* BEGIN Provided passage *

17.2 - Test for Independence

One of the primary things that distinguishes the test for independence, that we'll be studying on this page, from the test for homogeneity is the way in which the data are collected. So, let's start by addressing the sampling schemes for each of the two situations.

The Sampling Schemes Section

For the sake of concreteness, suppose we're interested in comparing the proportions of high school freshmen and high school seniors falling into various driving categories — perhaps, those who don't drive at all, those who drive unsafely, and those who drive safely. We randomly select 100 freshmen and 100 seniors and then observe into which of the three driving categories each student falls:

Driving Habits Categories
Samples OBSERVED \( j = 1\) \(j = 2\) \(\cdots\) \(j = k\) Total
Freshmen \(i = 1\)         \(n_1 = 100\)

* END Provided passage *
* BEGIN Extracted records *

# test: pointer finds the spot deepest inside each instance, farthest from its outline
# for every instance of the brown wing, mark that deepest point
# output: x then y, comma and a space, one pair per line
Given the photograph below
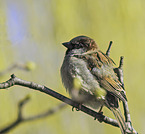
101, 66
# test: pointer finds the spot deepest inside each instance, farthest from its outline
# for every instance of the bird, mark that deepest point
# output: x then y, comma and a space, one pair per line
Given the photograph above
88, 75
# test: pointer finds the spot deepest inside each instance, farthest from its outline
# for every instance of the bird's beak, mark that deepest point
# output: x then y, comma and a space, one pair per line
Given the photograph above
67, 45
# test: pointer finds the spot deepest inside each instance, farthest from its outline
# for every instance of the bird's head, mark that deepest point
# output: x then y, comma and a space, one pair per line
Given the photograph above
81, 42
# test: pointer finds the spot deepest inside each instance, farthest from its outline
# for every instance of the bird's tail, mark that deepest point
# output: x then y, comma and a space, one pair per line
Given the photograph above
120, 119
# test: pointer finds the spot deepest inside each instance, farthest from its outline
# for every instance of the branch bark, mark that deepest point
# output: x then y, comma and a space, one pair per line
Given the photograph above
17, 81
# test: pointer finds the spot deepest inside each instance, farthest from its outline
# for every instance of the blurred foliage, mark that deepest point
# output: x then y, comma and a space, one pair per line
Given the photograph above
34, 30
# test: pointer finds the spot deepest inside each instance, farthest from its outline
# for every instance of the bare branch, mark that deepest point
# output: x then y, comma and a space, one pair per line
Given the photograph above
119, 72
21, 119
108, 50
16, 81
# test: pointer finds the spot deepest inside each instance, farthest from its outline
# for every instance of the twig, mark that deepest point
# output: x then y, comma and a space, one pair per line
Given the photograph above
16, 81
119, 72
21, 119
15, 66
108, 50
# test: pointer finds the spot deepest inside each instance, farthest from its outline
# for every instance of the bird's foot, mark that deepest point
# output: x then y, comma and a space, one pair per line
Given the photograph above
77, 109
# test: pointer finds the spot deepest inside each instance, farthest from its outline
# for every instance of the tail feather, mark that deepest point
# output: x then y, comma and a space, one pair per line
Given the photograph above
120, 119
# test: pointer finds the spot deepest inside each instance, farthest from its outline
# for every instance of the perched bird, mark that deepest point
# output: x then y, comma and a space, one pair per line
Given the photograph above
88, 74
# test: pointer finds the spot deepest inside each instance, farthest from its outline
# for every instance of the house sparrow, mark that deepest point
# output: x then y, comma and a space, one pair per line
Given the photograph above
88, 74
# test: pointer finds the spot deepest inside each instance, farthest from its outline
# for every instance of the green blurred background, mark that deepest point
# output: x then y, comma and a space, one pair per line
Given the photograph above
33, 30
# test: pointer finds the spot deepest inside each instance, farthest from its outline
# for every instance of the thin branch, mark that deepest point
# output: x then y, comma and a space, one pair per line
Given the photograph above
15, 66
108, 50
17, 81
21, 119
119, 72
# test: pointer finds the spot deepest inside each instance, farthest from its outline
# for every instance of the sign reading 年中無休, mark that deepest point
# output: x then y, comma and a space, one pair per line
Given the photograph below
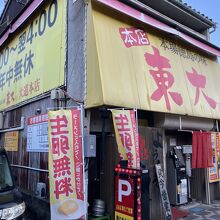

* END Extracted records *
* BEGIN Extracted records *

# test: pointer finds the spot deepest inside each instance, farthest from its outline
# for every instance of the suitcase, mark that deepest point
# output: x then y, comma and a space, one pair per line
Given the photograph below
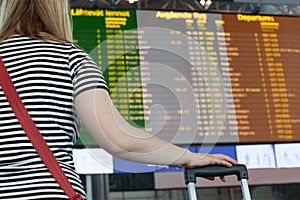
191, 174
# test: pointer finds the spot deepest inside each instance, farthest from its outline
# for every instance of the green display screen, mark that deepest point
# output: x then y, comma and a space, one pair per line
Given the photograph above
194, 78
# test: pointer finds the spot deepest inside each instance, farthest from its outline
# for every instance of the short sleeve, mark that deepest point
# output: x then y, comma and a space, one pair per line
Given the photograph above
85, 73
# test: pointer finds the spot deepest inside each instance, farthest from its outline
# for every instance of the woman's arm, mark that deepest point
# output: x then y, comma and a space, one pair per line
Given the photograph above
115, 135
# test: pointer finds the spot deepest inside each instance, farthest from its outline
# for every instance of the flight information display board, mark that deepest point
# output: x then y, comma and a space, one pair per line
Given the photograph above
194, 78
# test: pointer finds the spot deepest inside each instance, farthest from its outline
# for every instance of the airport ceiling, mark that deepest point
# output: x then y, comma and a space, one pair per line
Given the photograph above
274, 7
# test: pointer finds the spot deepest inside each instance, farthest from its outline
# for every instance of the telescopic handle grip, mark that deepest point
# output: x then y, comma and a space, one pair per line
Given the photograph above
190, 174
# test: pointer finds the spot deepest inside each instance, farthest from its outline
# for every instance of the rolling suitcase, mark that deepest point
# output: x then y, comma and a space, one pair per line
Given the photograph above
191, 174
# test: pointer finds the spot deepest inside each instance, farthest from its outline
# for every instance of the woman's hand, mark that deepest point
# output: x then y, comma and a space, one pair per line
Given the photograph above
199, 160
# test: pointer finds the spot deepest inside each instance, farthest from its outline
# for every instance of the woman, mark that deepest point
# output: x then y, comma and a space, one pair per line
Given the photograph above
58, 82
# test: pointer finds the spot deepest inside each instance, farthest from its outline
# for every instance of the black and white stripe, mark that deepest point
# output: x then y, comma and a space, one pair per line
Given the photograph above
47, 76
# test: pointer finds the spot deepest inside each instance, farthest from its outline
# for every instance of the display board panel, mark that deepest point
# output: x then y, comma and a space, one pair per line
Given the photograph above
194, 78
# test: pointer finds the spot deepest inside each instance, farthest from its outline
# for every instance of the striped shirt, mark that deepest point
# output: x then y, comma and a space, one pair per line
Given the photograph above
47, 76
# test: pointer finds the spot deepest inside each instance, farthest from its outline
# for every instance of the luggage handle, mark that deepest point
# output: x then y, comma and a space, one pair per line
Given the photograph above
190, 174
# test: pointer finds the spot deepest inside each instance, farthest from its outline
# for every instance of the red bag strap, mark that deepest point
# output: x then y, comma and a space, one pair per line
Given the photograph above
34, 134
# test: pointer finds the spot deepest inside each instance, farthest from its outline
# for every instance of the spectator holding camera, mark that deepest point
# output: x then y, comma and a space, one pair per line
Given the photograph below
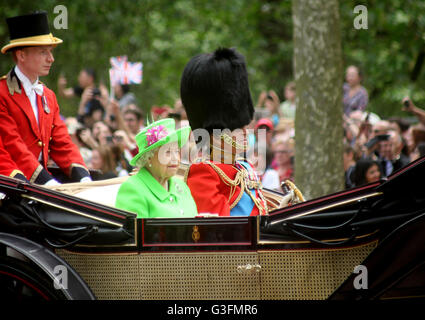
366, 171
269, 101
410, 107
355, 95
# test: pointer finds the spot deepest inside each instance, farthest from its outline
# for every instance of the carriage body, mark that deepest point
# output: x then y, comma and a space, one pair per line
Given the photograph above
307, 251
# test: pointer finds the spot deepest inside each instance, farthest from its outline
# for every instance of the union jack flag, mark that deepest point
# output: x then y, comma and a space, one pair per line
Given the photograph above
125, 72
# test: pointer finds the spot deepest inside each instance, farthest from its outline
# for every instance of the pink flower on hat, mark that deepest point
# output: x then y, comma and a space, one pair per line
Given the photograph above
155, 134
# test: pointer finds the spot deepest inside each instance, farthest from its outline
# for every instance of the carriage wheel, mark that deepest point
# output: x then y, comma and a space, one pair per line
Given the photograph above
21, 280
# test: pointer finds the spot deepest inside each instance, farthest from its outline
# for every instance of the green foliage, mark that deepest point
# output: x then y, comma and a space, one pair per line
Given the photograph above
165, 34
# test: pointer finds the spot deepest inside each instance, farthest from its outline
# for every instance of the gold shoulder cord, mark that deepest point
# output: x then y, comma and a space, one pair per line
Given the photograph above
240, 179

* END Extracted records *

What is asked:
(a) In the page on the test for independence, how many freshmen and how many seniors are randomly selected in the driving example?
(b) Pick up the page on the test for independence from its last line and write the next part.
These records are separate material and are unrelated to the text on the test for independence.

Answers for the tasks:
(a) 100 freshmen and 100 seniors.

(b)
Seniors \(i = 2\)         \(n_2 = 100\)
Total          

In this case, we are interested in conducting a test of homogeneity for testing the null hypothesis:

\(H_0 : p_{F1}=p_{S1} \text{ and }p_{F2}=p_{S2} \text{ and } ... p_{Fk}=p_{Sk}\)

against the alternative hypothesis:

\(H_A : p_{F1}\ne p_{S1} \text{ or }p_{F2}\ne p_{S2} \text{ or } ... p_{Fk}\ne p_{Sk}\).

For this example, the sampling scheme involves:

  1. Taking two random (and therefore independent) samples with n1 and n2 fixed in advance,
  2. Observing into which of the k categories the freshmen fall, and
  3. Observing into which of the k categories the seniors fall.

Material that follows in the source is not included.